# Instructions for the task:
The expected answer comprises all lines from the entries that contain the string "white".

# Task material:
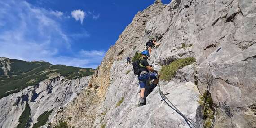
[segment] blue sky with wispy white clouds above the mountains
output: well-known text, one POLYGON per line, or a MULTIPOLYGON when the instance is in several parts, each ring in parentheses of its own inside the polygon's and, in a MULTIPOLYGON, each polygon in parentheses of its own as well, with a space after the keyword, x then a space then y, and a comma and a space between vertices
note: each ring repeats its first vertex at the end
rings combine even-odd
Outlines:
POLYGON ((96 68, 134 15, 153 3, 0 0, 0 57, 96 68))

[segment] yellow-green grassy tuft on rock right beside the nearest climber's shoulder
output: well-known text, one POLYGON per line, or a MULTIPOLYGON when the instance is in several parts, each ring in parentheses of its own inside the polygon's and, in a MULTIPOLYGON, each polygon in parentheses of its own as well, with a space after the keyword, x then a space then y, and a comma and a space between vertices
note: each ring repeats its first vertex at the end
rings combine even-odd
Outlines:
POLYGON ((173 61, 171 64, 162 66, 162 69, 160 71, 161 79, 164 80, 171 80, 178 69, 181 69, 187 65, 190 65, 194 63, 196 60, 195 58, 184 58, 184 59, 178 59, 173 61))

...

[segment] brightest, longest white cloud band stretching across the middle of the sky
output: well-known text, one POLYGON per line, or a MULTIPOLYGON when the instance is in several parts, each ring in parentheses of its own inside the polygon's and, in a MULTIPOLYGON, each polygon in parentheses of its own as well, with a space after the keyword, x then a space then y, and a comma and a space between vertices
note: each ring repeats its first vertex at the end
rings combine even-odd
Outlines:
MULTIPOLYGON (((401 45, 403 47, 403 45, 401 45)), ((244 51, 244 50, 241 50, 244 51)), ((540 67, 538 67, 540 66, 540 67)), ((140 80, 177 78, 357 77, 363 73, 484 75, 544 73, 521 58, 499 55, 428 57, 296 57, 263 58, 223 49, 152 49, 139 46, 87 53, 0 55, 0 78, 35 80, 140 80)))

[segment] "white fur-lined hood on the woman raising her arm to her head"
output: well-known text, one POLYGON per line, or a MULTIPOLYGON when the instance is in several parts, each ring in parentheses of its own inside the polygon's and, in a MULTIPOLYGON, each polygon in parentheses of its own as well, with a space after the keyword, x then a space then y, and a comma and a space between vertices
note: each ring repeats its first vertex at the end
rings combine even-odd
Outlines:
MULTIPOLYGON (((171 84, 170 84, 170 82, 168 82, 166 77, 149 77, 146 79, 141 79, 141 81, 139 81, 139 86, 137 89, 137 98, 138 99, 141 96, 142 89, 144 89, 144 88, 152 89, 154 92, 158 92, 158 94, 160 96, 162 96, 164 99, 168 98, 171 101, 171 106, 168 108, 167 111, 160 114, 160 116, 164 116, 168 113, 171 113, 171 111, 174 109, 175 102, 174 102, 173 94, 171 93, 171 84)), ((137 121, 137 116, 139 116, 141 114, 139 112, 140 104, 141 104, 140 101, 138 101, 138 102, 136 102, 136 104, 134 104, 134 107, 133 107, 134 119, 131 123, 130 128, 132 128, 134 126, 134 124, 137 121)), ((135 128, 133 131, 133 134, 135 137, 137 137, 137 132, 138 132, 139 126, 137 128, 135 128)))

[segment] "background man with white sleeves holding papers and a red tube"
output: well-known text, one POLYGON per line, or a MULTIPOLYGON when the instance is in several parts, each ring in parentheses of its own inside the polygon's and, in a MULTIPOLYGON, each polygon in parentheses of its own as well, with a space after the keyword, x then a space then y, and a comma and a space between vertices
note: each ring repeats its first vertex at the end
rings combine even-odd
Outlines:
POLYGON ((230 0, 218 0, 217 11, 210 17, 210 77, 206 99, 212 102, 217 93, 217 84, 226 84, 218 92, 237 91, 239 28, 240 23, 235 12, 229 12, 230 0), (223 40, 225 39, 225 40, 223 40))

# Result of this task:
[segment] blue sky with wispy white clouds above the mountains
[segment] brightest, longest white cloud band stretching across the middle of the sky
[segment] "white fur-lined hood on the woman raising her arm to her head"
[segment] "background man with white sleeves holding papers and a red tube"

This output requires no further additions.